§ **WHAT YOU NEED TO DO**
Where "wreath" occurs in a line of the entries below, copy that line.

§ **DATASET RECORDS**
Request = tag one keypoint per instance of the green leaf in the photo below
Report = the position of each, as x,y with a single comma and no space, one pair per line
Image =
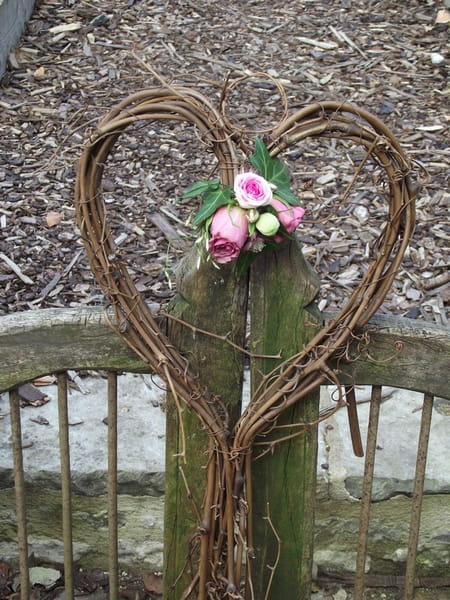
201,187
212,201
272,169
286,195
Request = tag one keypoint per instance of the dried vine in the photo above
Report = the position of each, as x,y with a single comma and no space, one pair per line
225,531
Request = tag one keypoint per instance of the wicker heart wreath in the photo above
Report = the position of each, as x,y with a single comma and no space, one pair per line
220,573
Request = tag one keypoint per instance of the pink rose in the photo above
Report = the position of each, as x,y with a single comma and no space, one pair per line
252,190
229,232
289,216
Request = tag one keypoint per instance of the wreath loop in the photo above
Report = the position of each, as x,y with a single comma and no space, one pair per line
293,378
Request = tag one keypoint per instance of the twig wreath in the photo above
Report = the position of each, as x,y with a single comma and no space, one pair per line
221,567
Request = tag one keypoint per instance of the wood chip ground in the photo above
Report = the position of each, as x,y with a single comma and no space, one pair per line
77,59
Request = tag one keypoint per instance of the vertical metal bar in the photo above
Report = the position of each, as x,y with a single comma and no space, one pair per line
371,445
19,488
64,453
416,509
112,487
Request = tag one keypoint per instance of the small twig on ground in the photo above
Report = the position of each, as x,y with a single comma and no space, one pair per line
14,267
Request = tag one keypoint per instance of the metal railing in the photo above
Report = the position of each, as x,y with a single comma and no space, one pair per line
409,581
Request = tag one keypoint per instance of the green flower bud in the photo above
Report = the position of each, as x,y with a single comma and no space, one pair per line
267,224
252,215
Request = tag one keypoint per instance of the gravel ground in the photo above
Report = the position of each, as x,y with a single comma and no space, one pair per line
77,59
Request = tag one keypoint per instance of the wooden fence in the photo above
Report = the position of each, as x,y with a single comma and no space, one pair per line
56,340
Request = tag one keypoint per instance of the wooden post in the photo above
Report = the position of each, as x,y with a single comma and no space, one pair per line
214,300
282,287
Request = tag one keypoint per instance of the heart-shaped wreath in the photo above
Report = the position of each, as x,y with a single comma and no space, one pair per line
219,572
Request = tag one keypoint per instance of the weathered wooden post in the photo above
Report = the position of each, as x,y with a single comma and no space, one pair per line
282,287
214,300
283,318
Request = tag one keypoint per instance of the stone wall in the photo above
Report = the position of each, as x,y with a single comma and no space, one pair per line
13,16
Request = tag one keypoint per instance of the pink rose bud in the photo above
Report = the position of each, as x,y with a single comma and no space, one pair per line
289,216
229,232
252,190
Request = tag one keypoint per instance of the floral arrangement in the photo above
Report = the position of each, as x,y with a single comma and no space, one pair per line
260,211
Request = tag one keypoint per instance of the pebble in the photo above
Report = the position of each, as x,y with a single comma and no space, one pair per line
437,58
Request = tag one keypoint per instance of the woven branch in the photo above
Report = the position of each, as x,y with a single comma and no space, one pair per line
224,534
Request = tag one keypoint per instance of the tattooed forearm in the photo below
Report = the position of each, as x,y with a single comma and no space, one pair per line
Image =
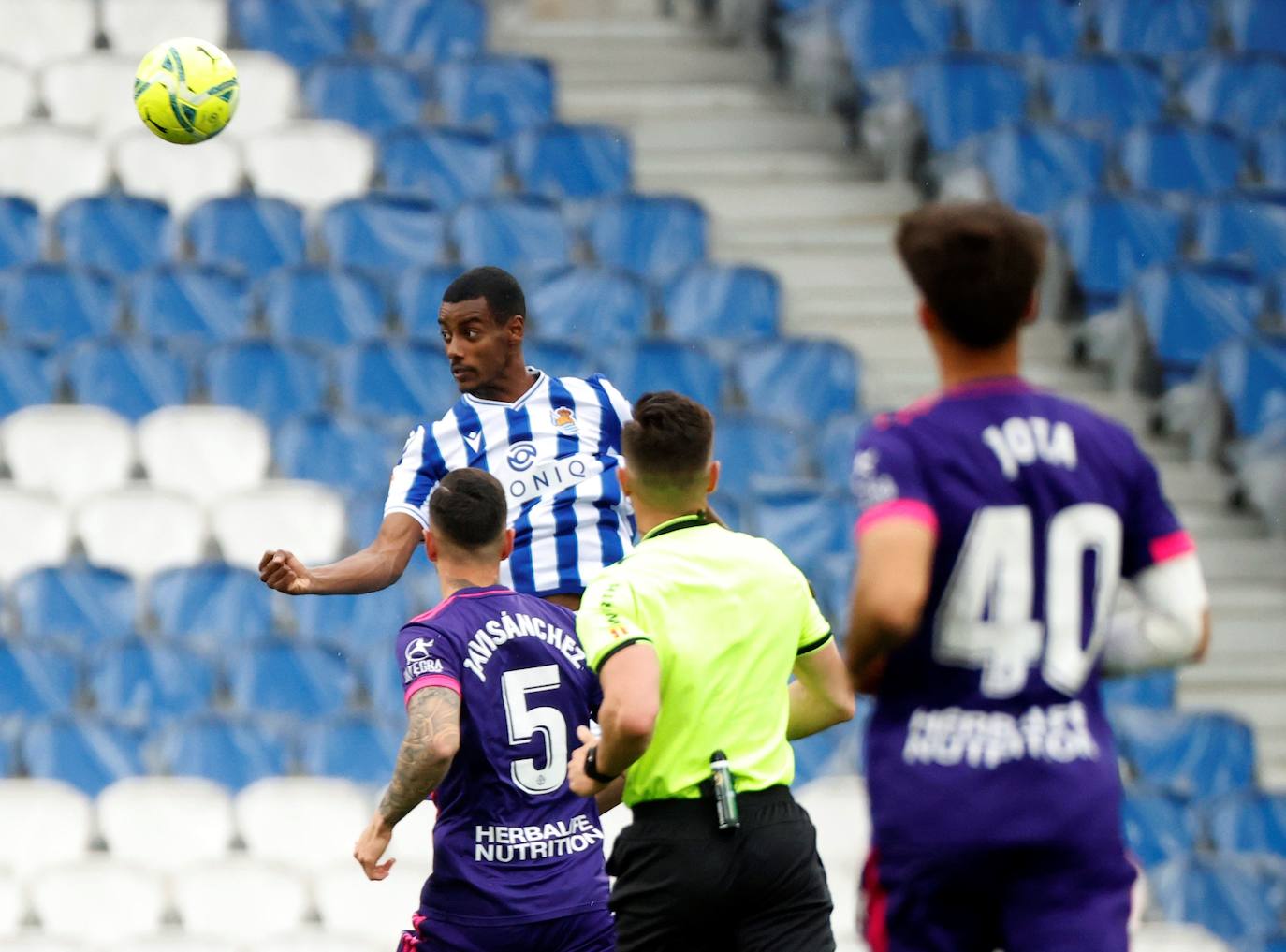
431,741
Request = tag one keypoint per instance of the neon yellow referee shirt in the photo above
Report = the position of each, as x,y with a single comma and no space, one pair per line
726,615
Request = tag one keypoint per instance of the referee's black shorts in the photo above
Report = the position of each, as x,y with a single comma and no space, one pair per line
684,886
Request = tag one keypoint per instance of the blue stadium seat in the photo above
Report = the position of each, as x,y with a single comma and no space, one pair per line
1155,27
1190,309
212,605
571,162
797,382
143,682
497,95
1190,755
1104,92
322,304
963,95
37,681
1169,157
86,753
278,678
75,605
375,95
247,233
1158,827
1035,168
233,752
54,304
299,31
20,232
130,377
1110,238
650,365
592,305
116,233
430,31
726,301
404,380
447,166
650,236
191,301
1047,28
272,380
525,236
385,234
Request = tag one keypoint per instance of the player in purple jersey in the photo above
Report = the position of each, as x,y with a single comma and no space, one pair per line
997,521
495,686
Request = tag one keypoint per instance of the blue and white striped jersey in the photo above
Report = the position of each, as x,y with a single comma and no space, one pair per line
556,452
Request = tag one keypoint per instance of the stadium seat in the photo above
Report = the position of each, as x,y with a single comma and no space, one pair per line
312,164
54,302
203,452
373,95
564,162
303,518
299,31
44,526
497,95
301,822
270,380
41,31
1190,755
131,377
86,753
240,900
589,305
405,380
385,234
655,237
215,605
322,304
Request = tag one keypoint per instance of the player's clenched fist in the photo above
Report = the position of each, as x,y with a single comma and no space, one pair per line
285,573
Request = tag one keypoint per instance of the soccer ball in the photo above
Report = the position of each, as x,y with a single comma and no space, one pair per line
185,90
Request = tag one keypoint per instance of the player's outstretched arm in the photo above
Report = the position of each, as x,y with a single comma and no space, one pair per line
377,566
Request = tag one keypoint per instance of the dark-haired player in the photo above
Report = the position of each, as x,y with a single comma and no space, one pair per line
552,442
495,686
997,521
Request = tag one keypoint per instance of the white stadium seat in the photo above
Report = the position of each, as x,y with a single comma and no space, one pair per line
44,526
303,822
51,165
313,164
240,900
88,93
203,452
140,530
116,901
43,822
133,27
182,178
40,31
305,518
166,822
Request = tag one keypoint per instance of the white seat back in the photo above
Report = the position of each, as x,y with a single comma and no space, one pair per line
203,452
166,822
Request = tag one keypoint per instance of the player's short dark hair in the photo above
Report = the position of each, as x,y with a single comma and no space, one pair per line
670,440
976,264
501,289
468,508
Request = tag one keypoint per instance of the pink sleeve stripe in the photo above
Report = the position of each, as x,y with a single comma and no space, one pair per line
1172,546
431,681
898,508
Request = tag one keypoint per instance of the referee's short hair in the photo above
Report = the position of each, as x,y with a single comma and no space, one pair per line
468,509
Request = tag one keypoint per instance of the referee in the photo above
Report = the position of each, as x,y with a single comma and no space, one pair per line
694,636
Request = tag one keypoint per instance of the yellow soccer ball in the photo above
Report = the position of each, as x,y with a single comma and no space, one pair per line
185,90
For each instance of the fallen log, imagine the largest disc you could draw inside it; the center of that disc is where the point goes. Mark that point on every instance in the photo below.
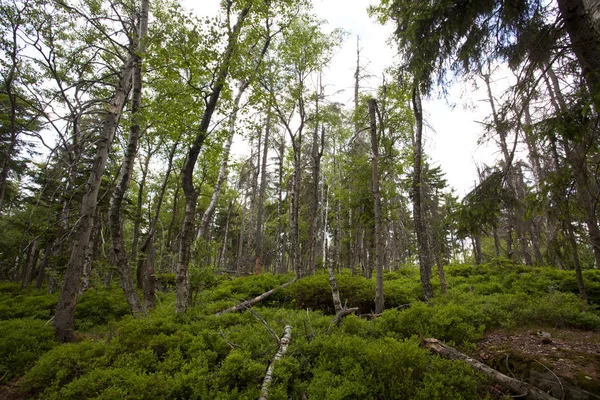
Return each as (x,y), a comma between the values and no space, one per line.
(340,316)
(514,385)
(249,303)
(283,343)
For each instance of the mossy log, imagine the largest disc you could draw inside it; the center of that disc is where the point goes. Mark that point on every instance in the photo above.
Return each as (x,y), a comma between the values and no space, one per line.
(249,303)
(283,343)
(514,385)
(340,316)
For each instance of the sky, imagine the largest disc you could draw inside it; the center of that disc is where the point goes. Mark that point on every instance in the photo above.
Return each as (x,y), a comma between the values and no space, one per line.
(451,130)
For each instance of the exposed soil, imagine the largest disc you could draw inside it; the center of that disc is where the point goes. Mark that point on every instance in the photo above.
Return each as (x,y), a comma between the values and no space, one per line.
(563,362)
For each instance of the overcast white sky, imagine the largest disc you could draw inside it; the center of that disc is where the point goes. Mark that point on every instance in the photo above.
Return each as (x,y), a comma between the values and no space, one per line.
(450,139)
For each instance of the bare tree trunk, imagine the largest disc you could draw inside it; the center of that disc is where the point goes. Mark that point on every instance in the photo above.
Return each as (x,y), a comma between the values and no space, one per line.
(281,234)
(30,263)
(582,25)
(515,385)
(147,257)
(187,175)
(116,201)
(42,273)
(221,261)
(64,320)
(89,254)
(139,275)
(261,196)
(420,227)
(377,208)
(283,343)
(212,206)
(316,154)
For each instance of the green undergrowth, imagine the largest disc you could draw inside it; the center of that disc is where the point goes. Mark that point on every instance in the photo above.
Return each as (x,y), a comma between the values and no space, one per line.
(202,356)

§ **OUTPUT**
Request = tag one keypoint per instance of the wicker heart wreath in the photo above
Request = tag one keypoint per instance of the wreath loop in the photo above
Request = tag one keypoint per instance of the twig wreath in the photo above
Request = tag one keypoint per instance of the heart-shaped wreath in the photo above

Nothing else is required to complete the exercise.